- Requirements
Rewrite the rows below, switching "Query" to "Target" wherever it occurs and keeping everything else unchanged.

- Listed entries
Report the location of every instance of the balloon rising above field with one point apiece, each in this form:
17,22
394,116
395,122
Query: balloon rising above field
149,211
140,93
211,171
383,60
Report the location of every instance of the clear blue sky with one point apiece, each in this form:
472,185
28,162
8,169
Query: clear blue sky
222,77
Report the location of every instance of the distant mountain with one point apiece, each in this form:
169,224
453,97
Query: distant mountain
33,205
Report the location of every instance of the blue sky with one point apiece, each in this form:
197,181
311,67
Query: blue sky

- Problem solution
Report the location of every instance of the balloon rising above field with one point apiece, each in this form:
17,22
394,116
395,122
Target: balloon rising above field
149,211
140,93
211,171
383,60
Report the location of every instance of the clear blue sky with one point apiece, each in this form:
472,185
28,162
8,169
Target: clear blue sky
222,77
Report the location of every instance of the distant mountain with one point apiece, each in this form:
169,224
453,97
Target: distant mountain
33,205
Report the location of every instance of the blue sky with one point apiece, each in this form:
197,181
311,67
Target: blue sky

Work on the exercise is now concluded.